GIVEN PASSAGE:
** Start **

Mullet Fever  is the fourth album by Canadian grindcore band Fuck the Facts originally released in 2001.  It was released on Topon's label Ghetto Blaster Recordings with only 200 CD-Rs being made. The album was reissued in 2005 with bonus tracks on Sonic Deadline Records.

Track listing
All music and lyrics by Fuck the Facts except where indicated.
"All Hands on Deck" - 0:15
"Don't Call My Slammin' Outfit Cool, Whitebread!" - 0:43
"Doghead" - 0:32
"Burning the Grindcore Rule Book" - 1:00
"Cough Dropped from a Building" - 0:03
"Mullet Fever" - 0:06
"Gag Abflex" - 0:17
"Honey Please! Not in Front of the Children" - 0:32
"$4 Bill" - 0:07
"Gated Community" - 1:09
"I'm From (Europe)" - 0:55
"Cue Bert and Ernie Reyes" - 0:22
"Math Rock Superstar" - 0:31
"Castrata" - 1:21
"Bowling" - 0:14
"Yngwie vs. FTF" - 0:31
"I Baby-sit for Drug Money" - 0:35
"Red Mist" - 0:12
"Me and Dani Filth in a 6-4" - 0:56
"South Beach High" - 0:59
"Cold Turkey" - 0:17
"Instrumental (Hugs and Stitches)" - 0:47
"The Words Myth" - 1:31
"Unfocused" - 0:56
"Fisherman's Fiend" - 0:31
"If You're 555, Then You're Giving Me a Fake Number" - 0:10
"You Smoke You Toke (written by Course of Action)" - 0:12
"Running Outta Time" - 0:39
"Day Dream" - 0:18
"Mattochrondria" - 0:13
"Fate of Man (written by Disgruntled)" - 2:18
"Master of Puppets (written by Metallica)" - 1:40
"Outro (Sonny Bono)" - 1:43
"Battle Hymn" - 4:23
"Roach (live)" - 2:16
"Revenge Tactics II" - 3:02
"Just Say Yo" - 2:00

Personnel
Tim Audette – guitar
Brent Christoff – vocals
Matt Connell – drums, vocals, piano
Topon Das – guitar, vocals, electronics

Recording
Mullet Fever was created and recorded in the Fall of 2001 largely in one session at the band's rehearsal space.  Some songs were written and recorded on the spot, while others had small edits performed shortly afterward.  The style of this record is more raw and punk-like grindcore that is different than most other Fuck the Facts releases.

Release history

Reissue

In 2005, Mullet Fever was reissued on Sonic Deadline Records "to document the first incarnation of Fuck The Facts as a full band."  It featured new artwork by current singer Mel Mongeon and it was remastered by Craig Boychuk.  The reissue expands on the original release to include every release the band recorded with vocalist Brent Christoff.  It features the following media:
The standard Mullet Fever tracks (minus the live version of "Roach").

** End **

COLLECTED MATERIAL:

** Start **

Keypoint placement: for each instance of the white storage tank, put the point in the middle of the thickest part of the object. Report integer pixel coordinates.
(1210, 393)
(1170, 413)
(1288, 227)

** End **

OBJECTIVE:
Do these statements agree with the Mullet Fever text? For each, answer yes or no and quote the deciding words from the text.
1. The original release was limited to 200 CD-Rs.
2. Mel Mongeon remastered the 2005 reissue.
3. The album was recorded mostly in one session at the band's rehearsal space.
Rely only on the Mullet Fever text.

ANSWER FOR THE TASK:
1. Yes: "with only 200 CD-Rs being made"
2. No: "it was remastered by Craig Boychuk"
3. Yes: "largely in one session at the band's rehearsal space"